Only the lines from the one holding "task | indicate the woven" to the end should be retyped, exactly, with both ends included and no pictures.

> INFORMATION SHOWN:
================

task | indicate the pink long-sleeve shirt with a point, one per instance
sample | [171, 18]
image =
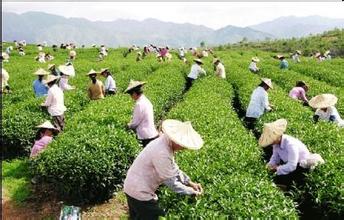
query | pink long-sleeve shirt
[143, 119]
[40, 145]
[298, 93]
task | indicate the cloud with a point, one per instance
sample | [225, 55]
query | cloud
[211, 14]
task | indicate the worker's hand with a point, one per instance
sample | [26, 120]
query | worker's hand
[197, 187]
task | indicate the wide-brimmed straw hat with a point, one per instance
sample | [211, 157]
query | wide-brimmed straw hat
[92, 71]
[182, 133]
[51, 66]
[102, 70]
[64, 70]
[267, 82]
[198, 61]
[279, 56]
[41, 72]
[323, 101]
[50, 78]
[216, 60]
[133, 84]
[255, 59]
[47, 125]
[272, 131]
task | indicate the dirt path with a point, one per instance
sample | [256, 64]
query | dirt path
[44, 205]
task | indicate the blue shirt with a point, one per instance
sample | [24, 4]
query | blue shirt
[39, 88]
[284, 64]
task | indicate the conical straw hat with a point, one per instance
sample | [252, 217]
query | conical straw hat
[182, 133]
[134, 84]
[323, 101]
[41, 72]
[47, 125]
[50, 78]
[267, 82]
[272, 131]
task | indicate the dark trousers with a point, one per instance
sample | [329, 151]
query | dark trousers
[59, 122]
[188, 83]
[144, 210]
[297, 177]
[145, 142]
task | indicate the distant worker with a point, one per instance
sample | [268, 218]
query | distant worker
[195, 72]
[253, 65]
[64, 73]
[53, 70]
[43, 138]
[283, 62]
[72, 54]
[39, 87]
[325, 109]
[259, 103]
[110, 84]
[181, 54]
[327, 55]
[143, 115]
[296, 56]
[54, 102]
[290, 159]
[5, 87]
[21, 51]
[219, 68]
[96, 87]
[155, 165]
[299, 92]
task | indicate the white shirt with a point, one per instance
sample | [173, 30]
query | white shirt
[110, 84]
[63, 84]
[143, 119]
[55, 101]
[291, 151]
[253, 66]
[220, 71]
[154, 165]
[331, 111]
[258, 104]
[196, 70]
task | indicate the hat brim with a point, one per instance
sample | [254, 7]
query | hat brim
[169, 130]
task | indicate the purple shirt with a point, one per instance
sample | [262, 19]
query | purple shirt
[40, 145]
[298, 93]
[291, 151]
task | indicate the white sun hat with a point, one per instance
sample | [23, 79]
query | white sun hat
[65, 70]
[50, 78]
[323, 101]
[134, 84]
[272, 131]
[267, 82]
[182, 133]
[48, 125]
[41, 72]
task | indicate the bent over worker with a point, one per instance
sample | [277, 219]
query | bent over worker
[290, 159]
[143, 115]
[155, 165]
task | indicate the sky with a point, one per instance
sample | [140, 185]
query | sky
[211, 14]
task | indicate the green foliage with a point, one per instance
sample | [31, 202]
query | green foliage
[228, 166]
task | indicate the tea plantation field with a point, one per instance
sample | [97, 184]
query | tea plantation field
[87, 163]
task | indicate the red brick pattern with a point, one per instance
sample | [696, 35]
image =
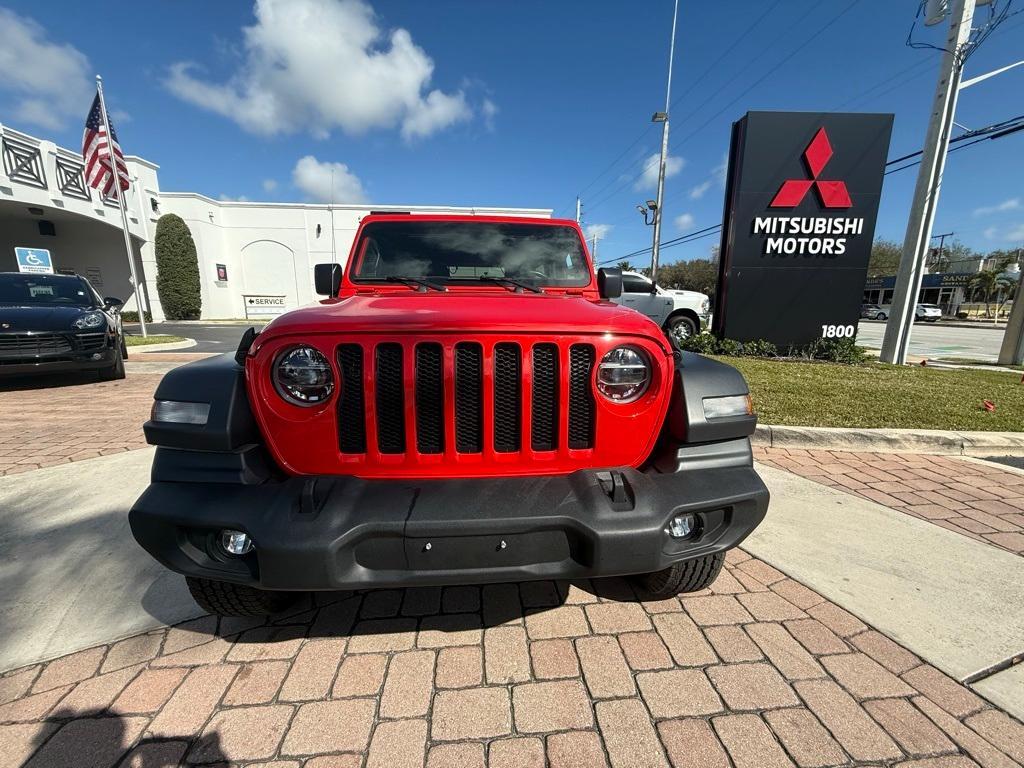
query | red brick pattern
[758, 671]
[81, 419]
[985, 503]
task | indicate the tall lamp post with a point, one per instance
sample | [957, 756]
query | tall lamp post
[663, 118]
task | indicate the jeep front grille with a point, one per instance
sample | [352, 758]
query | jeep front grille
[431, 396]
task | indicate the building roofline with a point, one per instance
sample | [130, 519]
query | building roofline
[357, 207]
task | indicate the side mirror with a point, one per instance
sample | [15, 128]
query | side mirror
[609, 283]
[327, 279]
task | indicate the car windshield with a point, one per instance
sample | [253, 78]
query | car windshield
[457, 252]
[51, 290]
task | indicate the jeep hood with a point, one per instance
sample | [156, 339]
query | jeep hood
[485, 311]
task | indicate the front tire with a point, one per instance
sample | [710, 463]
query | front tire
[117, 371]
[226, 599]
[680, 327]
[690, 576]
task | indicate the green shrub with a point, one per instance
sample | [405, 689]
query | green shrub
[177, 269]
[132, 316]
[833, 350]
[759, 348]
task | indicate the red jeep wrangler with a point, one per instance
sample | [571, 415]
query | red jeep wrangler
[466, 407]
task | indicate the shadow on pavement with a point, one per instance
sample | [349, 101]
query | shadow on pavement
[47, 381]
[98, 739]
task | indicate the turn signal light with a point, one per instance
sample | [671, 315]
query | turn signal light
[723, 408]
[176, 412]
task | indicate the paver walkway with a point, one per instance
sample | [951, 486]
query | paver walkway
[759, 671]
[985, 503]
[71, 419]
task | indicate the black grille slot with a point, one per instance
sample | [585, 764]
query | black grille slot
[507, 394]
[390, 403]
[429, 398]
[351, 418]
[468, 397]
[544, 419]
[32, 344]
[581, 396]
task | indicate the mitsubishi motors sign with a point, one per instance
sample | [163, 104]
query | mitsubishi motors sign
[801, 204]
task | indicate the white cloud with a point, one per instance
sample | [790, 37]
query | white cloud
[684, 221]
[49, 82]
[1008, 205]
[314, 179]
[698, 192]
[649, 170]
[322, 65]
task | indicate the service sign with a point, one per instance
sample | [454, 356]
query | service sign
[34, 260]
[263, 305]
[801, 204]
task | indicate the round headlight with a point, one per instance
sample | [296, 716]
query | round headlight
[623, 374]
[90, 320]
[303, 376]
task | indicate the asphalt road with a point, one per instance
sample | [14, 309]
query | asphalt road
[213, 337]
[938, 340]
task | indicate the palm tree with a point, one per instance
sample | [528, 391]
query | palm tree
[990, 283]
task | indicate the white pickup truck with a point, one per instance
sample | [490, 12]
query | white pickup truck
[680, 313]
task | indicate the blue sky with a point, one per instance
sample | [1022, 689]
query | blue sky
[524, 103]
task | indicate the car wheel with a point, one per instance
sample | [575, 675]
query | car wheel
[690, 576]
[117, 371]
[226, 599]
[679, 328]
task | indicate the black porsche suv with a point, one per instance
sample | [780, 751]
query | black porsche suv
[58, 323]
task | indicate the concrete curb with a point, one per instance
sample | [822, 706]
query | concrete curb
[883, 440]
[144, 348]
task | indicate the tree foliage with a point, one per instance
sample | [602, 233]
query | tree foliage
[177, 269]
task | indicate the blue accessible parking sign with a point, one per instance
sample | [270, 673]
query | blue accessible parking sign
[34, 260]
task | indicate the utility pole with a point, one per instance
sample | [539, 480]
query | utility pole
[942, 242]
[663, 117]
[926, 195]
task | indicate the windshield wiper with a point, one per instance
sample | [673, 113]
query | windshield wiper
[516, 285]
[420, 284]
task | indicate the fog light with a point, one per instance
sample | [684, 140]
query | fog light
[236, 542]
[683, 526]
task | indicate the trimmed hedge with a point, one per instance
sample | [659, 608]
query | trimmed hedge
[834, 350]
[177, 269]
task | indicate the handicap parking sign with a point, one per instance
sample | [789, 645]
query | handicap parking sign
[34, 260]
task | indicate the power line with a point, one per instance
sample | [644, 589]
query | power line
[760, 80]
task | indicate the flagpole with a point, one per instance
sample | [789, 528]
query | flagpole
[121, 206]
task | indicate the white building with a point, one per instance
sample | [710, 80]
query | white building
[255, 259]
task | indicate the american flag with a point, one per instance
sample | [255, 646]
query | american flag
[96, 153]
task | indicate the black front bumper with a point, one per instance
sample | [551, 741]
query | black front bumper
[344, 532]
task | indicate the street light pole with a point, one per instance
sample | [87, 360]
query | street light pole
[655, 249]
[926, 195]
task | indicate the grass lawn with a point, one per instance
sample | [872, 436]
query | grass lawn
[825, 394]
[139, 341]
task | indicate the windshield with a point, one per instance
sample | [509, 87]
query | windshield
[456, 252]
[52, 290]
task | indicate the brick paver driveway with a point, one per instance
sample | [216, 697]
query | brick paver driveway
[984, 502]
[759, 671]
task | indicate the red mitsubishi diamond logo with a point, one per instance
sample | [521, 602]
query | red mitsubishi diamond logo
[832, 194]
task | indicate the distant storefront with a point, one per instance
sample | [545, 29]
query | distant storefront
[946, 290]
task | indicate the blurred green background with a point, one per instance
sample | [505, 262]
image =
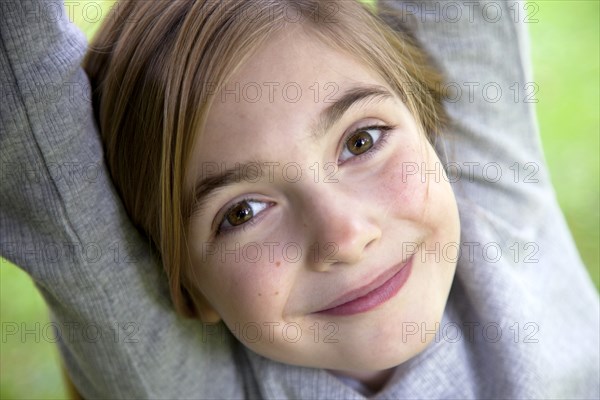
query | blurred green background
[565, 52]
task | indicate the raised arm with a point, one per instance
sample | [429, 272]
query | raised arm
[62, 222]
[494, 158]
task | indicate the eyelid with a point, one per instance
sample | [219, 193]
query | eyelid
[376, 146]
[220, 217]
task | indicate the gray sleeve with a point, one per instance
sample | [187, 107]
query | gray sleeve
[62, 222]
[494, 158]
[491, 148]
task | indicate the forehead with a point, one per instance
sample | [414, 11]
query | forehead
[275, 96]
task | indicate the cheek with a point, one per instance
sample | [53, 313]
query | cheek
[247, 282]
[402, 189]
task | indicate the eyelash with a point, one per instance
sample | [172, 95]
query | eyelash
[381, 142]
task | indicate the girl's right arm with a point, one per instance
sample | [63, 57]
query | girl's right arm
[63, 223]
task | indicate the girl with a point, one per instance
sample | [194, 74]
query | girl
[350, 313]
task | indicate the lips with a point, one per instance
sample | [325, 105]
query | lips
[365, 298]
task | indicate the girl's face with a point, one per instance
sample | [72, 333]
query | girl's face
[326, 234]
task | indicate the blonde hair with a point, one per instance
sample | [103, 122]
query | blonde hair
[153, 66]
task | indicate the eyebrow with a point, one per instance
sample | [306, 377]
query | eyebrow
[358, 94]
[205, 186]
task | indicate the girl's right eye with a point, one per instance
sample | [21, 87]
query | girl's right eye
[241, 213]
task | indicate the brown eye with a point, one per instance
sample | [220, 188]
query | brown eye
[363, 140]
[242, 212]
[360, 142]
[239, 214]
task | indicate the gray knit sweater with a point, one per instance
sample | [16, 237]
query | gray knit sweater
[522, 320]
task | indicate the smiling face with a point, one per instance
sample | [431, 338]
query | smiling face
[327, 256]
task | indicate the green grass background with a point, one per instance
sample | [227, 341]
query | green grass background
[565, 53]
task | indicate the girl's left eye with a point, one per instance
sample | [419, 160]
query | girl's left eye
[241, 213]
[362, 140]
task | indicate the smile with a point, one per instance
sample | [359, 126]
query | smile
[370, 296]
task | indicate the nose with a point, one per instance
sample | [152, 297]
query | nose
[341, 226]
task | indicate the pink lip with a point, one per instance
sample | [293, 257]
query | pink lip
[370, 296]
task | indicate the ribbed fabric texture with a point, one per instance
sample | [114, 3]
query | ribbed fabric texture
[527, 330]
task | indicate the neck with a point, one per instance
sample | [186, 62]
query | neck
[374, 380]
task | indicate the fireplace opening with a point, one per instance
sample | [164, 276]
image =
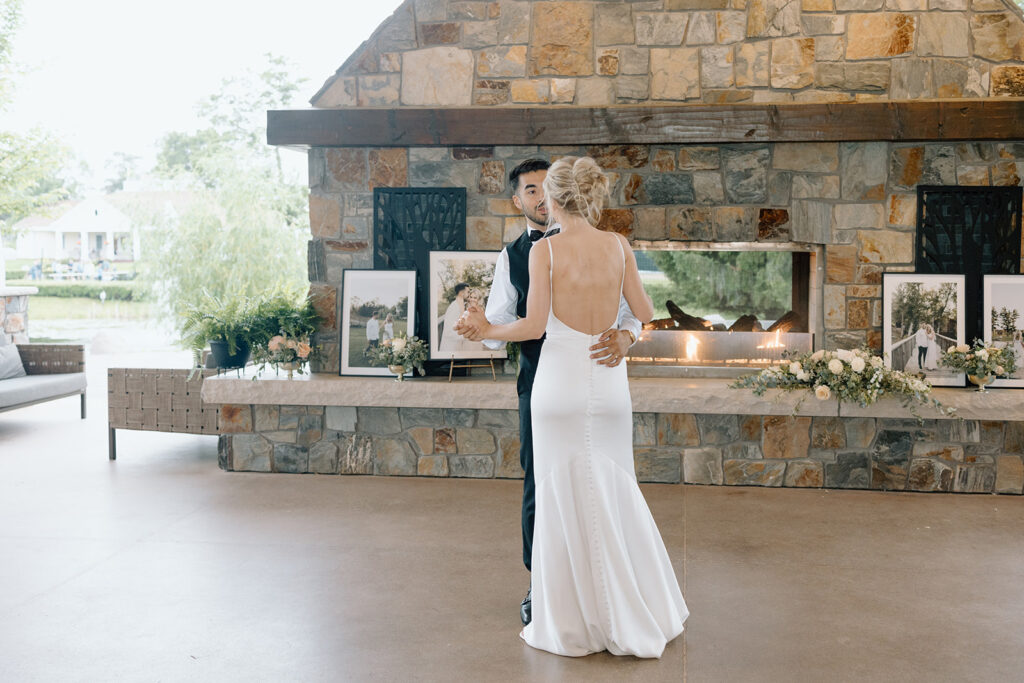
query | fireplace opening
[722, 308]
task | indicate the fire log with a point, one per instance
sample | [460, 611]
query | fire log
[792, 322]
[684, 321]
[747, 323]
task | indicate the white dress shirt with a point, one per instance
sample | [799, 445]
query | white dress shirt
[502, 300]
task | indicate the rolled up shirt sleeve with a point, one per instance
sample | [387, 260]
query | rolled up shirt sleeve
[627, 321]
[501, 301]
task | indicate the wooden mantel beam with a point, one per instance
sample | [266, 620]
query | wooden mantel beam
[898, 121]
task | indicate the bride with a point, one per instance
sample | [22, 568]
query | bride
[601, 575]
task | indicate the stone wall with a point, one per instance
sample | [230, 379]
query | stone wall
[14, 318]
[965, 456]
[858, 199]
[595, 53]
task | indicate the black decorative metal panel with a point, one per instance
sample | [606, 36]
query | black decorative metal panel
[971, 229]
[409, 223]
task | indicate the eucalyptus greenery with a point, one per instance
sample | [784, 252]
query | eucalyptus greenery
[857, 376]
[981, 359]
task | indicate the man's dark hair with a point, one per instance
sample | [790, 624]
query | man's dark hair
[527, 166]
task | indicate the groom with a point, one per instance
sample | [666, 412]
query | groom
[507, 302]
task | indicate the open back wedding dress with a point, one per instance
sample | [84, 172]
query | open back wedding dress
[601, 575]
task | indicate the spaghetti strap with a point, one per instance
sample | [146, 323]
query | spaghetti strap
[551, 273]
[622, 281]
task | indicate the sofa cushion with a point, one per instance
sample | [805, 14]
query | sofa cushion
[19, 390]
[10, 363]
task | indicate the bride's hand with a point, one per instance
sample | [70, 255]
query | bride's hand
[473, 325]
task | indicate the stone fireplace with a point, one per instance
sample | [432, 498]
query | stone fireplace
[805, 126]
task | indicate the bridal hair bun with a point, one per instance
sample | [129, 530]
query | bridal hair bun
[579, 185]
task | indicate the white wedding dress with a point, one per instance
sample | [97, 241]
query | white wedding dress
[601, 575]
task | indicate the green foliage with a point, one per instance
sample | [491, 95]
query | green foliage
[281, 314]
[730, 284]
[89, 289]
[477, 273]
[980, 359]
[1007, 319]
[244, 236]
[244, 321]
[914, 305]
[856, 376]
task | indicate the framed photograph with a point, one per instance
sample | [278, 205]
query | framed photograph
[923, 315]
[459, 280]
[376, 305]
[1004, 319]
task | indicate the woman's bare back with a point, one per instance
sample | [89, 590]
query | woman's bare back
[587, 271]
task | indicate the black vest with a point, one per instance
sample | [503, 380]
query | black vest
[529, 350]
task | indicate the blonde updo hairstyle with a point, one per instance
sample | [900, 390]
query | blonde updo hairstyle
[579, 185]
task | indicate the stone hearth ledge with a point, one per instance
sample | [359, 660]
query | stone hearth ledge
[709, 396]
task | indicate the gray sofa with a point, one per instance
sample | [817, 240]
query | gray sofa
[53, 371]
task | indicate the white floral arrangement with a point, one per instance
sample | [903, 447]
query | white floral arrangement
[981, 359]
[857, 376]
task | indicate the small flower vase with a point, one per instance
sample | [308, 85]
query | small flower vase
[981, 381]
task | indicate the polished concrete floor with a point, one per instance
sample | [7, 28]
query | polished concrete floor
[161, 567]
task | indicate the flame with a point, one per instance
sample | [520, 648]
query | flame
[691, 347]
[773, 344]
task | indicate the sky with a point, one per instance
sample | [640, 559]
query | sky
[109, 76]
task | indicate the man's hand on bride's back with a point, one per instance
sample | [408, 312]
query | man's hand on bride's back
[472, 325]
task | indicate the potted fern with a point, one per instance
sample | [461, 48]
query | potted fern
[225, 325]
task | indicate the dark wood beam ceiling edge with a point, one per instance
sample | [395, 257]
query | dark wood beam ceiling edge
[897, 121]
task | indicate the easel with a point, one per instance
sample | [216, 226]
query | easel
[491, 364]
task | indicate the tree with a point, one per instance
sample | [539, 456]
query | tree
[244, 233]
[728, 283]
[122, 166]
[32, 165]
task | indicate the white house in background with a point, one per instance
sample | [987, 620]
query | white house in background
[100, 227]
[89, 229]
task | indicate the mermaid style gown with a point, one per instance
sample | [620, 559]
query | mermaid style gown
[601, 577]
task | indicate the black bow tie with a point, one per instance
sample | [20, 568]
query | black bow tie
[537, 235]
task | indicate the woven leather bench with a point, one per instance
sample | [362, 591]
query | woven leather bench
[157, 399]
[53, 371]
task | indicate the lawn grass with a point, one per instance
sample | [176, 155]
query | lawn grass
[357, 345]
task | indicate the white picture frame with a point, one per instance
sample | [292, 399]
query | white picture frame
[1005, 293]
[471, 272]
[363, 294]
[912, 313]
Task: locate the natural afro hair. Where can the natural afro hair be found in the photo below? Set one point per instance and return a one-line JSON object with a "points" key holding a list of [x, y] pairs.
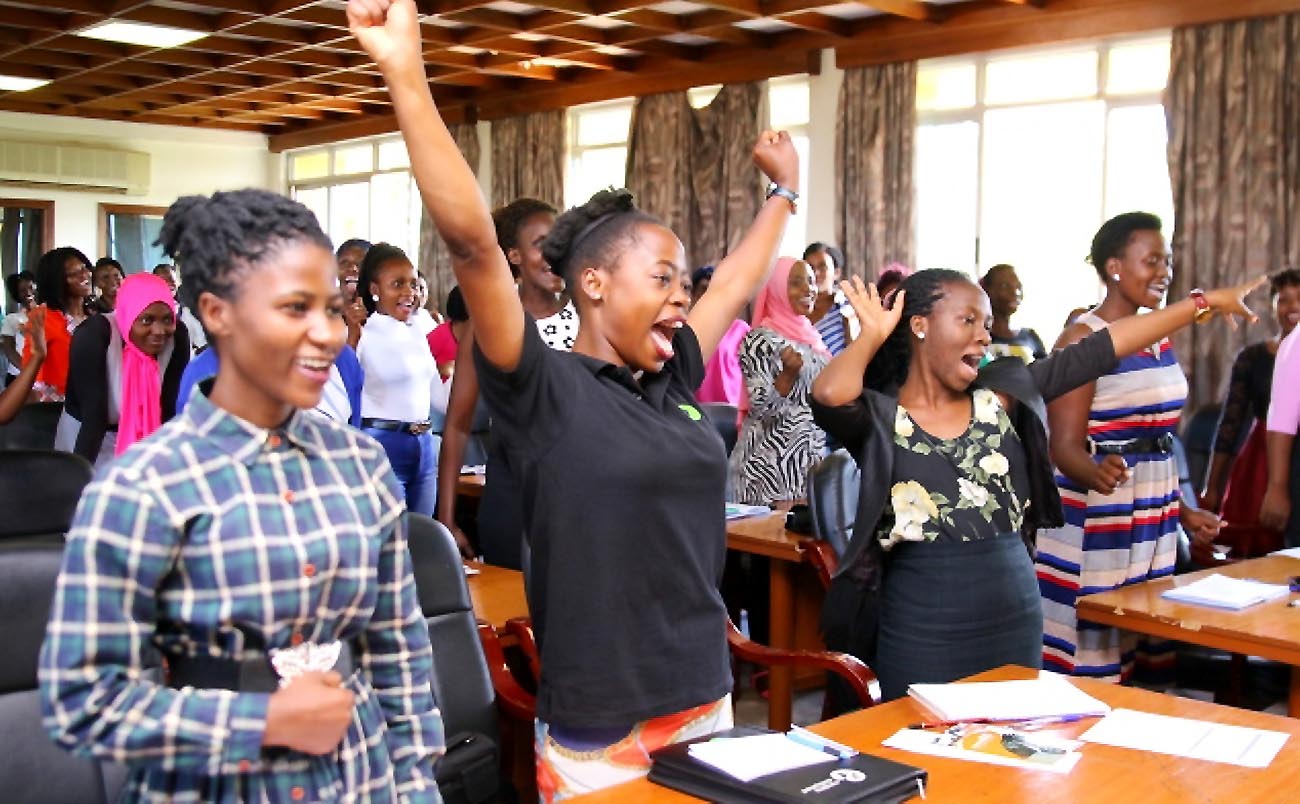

================

> RESPONSE FOR THIS EXERCISE:
task | indicate the woven leather bench with a point, one per instance
sample | [362, 591]
query | woven leather bench
[157, 399]
[53, 371]
task | indicate the lawn grass with a point, one per instance
sample | [176, 155]
query | lawn grass
[357, 345]
task | indicate the white picture frame with a point, one per instance
sample | [292, 399]
query | white picture frame
[1005, 293]
[471, 272]
[363, 294]
[912, 313]
Task: locate the natural afro hair. Where can the natural afro hair be found in the photo below? Set one point per instance and return a one-line JSON object with a "points" key holding a list of [x, y] pairs.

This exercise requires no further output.